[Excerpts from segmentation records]
________
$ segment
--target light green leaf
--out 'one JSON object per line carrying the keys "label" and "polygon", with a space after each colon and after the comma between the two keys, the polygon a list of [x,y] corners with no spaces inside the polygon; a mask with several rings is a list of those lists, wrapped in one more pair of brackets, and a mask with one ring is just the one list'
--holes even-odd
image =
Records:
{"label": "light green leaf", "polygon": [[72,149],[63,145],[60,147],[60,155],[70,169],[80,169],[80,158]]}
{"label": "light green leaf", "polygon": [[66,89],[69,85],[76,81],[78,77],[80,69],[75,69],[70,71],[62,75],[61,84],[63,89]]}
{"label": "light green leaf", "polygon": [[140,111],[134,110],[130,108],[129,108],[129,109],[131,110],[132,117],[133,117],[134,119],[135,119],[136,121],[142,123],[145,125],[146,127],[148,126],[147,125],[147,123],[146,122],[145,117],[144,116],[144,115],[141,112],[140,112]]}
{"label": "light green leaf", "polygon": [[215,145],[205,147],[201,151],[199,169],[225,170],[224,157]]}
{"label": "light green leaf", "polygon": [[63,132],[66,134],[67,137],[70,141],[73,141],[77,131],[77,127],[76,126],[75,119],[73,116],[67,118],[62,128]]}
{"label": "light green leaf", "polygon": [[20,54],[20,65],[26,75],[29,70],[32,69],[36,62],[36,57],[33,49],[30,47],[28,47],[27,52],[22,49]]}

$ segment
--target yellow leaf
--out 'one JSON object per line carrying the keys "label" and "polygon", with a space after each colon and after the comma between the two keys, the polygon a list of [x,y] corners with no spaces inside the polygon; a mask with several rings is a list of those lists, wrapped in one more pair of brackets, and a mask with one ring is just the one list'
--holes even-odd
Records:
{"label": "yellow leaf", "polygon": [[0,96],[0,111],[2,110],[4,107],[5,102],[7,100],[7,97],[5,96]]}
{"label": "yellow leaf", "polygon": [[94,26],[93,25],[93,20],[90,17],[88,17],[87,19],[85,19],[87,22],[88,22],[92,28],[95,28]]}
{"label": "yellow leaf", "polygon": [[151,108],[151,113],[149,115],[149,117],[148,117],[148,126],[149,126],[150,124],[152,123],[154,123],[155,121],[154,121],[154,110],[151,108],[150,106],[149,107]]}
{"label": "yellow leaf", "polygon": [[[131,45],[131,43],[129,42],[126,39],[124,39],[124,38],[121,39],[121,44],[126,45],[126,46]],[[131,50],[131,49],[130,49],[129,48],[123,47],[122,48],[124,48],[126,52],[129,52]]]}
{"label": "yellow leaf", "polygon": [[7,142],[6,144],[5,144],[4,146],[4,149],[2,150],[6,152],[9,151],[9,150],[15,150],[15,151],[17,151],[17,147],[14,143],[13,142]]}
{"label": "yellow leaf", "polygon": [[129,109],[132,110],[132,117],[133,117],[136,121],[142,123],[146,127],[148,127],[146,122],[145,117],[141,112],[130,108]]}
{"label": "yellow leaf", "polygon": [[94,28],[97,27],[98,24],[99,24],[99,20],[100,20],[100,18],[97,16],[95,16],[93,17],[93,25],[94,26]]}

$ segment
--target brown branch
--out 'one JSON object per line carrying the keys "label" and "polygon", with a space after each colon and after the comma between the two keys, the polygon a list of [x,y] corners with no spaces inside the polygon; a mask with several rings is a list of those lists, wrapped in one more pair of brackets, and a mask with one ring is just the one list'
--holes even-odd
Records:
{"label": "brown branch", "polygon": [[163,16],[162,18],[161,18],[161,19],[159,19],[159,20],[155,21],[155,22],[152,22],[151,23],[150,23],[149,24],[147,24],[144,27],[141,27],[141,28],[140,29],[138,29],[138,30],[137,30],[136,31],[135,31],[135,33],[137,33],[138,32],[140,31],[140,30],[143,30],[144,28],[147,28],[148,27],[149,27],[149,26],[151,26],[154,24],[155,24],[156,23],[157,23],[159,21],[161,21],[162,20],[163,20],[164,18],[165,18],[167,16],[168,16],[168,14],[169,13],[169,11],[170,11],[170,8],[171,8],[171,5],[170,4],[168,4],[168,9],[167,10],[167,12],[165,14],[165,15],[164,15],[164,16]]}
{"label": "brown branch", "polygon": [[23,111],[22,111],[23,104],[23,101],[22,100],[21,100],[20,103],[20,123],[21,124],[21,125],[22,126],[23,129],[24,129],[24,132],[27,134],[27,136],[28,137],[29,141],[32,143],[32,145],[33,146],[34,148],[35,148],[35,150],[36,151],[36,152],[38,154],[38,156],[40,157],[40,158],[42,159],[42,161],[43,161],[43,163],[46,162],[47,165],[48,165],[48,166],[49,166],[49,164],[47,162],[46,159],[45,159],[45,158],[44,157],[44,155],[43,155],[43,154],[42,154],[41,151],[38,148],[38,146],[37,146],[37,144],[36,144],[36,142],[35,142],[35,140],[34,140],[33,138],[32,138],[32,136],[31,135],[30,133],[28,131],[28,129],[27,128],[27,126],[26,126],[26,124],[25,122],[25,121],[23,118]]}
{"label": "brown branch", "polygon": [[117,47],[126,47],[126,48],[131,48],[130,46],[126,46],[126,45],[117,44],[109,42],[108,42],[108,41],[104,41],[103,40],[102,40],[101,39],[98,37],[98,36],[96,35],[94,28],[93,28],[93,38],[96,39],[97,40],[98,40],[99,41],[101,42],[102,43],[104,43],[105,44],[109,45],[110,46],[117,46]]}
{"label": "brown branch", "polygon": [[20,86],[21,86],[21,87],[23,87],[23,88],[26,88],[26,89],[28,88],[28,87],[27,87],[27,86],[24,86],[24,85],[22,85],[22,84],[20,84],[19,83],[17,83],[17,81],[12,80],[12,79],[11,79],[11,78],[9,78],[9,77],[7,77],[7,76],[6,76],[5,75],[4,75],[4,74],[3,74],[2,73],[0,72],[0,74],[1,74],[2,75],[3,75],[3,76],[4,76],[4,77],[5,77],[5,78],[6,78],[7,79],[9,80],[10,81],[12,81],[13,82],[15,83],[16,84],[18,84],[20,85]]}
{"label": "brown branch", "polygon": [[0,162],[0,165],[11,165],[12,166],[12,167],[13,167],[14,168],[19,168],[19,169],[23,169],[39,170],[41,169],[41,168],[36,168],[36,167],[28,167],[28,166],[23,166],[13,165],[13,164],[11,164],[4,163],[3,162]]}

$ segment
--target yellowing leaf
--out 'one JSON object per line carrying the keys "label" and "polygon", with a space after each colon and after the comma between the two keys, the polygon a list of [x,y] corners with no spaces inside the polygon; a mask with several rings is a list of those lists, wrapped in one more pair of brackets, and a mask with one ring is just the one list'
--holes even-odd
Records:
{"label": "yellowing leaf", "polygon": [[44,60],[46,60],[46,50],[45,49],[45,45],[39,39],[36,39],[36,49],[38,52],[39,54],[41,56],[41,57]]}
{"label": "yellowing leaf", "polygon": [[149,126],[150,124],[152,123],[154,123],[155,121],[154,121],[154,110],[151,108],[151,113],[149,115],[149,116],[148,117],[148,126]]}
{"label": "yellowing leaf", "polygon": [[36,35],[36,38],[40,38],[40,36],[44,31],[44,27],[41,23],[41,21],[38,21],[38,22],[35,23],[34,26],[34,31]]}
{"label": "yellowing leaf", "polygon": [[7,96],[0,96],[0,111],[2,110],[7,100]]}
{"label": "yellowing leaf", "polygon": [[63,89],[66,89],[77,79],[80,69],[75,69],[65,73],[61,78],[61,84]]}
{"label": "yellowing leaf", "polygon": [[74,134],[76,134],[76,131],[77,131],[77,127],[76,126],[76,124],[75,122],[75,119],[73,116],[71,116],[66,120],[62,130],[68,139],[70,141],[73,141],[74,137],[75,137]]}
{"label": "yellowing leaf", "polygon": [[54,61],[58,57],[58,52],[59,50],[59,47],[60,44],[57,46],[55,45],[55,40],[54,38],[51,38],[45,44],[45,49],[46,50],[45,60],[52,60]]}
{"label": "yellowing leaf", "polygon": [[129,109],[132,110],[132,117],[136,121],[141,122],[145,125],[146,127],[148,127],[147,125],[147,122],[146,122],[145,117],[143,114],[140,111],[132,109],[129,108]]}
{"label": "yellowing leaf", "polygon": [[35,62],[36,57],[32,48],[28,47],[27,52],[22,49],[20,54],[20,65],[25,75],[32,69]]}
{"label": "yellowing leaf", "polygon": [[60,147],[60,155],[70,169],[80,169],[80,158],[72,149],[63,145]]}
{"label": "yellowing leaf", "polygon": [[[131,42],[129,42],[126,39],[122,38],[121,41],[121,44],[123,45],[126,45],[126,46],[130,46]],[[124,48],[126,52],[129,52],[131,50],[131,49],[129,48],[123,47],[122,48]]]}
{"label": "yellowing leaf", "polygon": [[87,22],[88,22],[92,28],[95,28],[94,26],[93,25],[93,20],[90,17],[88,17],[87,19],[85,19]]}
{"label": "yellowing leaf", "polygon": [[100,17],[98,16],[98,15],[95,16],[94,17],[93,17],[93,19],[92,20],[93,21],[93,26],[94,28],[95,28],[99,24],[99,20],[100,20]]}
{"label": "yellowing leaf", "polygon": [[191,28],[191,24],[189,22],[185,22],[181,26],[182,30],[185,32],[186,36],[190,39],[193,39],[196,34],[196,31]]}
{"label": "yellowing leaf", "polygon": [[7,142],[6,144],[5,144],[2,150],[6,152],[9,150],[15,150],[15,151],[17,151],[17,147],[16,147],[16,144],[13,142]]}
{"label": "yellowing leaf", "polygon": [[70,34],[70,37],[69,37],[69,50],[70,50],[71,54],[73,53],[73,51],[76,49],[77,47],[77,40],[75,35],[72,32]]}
________
## What is needed
Find each line in the records that contains the string "target" and copy those lines out in full.

## Output below
--target light green leaf
--target yellow leaf
--target brown branch
--target yellowing leaf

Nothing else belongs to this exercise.